Forum Moderators: coopster

Message Too Old, No Replies

Best Methods For Caching Files to Disk

PHP dumping to static.html and file locking

         

trillianjedi

9:07 am on Aug 11, 2006 (gmt 0)

WebmasterWorld Senior Member 10+ Year Member



I have a bigish SQL query executed from example.php that produces something on a homepage and takes a little while to execute (1/2 - 3/4 second).

The data changes about 50 times with every 5,000 page views, so prime target for caching. My idea is to have the query run only when needed (so when change_happening.php is executed) and then dump the result to disk in HTML ready to simply be included into the main page.

Quite a straightforward thing, but I'm not sure on the best way to do lock out other Apache threads while this is happening, or if I even need to worry about it (perhaps the Linux OS handles file locks on a rewrite anyway?).

So far I'm thinking that change_happening.php would work like this:-

1. Run the Query and generate the HTML
2. Open the file "data.html" for rewrite and dump in the generated HTML data.
3. Close the file

example.php would then simply have in the relevant section

1. include("data.html");

What happens if an Apache thread is trying to run example.php and trying to include data.html at the same instant that I'm trying to re-write it? Does Apache/Linux OS automatically lock the file once it's been opened for re-write, thereby queuing this thread behind the lock until it's ready, or do I need to explicitly lock the file?

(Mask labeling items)

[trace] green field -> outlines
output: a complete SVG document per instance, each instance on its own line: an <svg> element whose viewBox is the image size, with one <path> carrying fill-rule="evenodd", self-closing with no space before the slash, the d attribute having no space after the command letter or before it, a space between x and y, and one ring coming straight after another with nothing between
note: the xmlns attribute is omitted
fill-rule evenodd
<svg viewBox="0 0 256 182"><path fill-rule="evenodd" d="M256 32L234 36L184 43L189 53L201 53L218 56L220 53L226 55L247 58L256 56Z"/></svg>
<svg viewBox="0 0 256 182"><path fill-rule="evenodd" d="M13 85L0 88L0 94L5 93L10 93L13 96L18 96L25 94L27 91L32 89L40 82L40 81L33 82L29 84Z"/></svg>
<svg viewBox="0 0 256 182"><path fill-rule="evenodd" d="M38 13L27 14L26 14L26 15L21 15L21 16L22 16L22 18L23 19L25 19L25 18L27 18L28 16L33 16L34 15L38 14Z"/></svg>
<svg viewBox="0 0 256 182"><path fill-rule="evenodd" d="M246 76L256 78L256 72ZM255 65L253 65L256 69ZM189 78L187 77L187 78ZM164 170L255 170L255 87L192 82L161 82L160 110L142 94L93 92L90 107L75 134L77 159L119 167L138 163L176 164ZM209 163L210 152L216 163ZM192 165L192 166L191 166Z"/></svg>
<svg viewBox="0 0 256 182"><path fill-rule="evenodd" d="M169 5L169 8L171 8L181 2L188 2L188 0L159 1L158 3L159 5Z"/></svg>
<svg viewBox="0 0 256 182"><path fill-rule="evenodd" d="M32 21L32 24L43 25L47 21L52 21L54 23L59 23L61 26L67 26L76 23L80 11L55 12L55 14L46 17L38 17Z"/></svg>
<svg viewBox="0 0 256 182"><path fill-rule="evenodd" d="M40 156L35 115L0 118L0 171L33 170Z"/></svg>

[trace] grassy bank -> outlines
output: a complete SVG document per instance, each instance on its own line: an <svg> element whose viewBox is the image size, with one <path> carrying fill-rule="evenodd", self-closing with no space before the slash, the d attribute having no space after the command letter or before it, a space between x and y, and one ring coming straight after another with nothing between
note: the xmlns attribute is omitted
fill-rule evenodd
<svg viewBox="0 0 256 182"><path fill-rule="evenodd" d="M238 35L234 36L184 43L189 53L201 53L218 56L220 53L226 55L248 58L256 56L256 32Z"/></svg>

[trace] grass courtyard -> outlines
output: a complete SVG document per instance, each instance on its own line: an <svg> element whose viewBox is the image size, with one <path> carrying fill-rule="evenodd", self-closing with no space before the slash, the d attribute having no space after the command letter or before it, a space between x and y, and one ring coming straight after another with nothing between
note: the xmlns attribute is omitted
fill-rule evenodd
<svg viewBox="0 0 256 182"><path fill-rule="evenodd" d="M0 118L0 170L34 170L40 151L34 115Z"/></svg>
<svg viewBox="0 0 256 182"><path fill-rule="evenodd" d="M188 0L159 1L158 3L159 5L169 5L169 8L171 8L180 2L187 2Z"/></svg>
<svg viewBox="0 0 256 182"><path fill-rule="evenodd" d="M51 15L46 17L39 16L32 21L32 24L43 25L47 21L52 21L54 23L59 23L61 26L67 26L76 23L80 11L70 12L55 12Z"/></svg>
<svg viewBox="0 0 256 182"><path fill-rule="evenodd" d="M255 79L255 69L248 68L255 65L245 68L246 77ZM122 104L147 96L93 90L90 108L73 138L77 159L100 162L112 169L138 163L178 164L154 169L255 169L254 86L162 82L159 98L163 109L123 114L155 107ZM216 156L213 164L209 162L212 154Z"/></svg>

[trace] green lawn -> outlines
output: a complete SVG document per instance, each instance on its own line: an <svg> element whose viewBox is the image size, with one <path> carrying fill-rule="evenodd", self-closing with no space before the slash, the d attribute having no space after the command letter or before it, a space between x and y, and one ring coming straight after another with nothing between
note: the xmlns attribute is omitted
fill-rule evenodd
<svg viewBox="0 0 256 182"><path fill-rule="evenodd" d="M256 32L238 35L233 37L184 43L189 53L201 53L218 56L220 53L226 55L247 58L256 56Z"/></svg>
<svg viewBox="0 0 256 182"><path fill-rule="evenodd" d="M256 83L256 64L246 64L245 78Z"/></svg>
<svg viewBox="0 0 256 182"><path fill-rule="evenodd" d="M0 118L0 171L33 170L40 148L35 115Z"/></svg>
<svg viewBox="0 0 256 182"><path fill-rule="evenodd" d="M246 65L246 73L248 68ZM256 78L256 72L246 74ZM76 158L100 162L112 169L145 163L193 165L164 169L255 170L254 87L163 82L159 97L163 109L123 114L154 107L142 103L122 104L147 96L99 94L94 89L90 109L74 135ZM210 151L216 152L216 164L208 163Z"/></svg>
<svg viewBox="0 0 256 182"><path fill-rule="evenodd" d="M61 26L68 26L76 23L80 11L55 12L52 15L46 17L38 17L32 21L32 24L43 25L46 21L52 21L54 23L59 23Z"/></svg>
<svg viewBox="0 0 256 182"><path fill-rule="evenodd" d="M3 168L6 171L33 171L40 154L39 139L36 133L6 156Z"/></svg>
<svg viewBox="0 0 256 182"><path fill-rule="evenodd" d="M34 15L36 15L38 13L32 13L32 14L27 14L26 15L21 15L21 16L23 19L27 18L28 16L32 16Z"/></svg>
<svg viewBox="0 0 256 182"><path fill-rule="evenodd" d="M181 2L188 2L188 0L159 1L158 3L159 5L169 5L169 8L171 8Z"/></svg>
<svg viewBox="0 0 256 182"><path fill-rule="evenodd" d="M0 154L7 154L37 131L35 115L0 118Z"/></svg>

#### [Exercise task 1]
In the forum post on caching files to disk, write out the passage starting at "9:07 am on Aug" and ending at "- 3/4 second).", swapping "homepage" for "front page".
#### [Exercise task 2]
According to the forum post on caching files to disk, how long does the SQL query take to execute?
#### [Exercise task 3]
Carry the forum post on caching files to disk further from the point where it stops.

#### [Exercise output 1]
9:07 am on Aug 11, 2006 (gmt 0)

WebmasterWorld Senior Member 10+ Year Member



I have a bigish SQL query executed from example.php that produces something on a front page and takes a little while to execute (1/2 - 3/4 second).

#### [Exercise output 2]
About 1/2 to 3/4 of a second.

#### [Exercise output 3]
We had an interesting thread in here about FLock and it's explicit release here (thanks for the input Coop and Adam):-

[webmasterworld.com...]

.... but here the difference is I'm opening the file to be rewritten rather than appended.

I'd prefer not to use FLock, as I don't like the way that it's implemented in PHP (no final guarantee of lock release).

I suppose the other thing I could do is this:-

1. Rename existing data.html to data.old
2. Do the work
3. Rename data.old to data.html

And then example.php would do:-

1. If File_Exists(data.html) { include it }

So worst case scenario here is, in event of extreme timing coincidence (pretty rare bearing in mind a 1/2 - 3/4 second "window" in which this can happen) this viewer simply misses this particular block out altogether, but gets the rest of the page.

Any thoughts? Any "best way" approaches to this kind of thing?

Thanks,

TJ

whoisgregg

1:37 pm on Aug 11, 2006 (gmt 0)

WebmasterWorld Senior Member 10+ Year Member



You could dramatically reduce the amount of time that data.html is unavailable if you use this sequence:

1. Write new data to data.new.html
2. Rename data.html to data.old.html
3. Rename data.new.html to data.html
4. Delete data.old.html

Renaming existing files is fast.

trillianjedi

2:04 pm on Aug 11, 2006 (gmt 0)

WebmasterWorld Senior Member 10+ Year Member



Thanks, yes that's a much better idea.

I'm still a bit confused as to whether I need to worry about locking or not though?

whoisgregg

9:12 pm on Aug 11, 2006 (gmt 0)

WebmasterWorld Senior Member 10+ Year Member



I'm not sure how file locking would work in this scenario. Another way to address it if it is a problem but if the data absolutely must be included on each page would be to give the page a few chances to get the file before erroring.

Something like this completely untested pseudocode:

$slept_counter=0;
while(!file_exists($path_to_file)){
usleep(100000); //sleep for 1/10 of a second
$slept_counter++;
if($slept_counter>=10) die; // well, call a "send error" function
}
include($path_to_file);

This code would have it's own problems, but it gives you an idea of what I mean. :)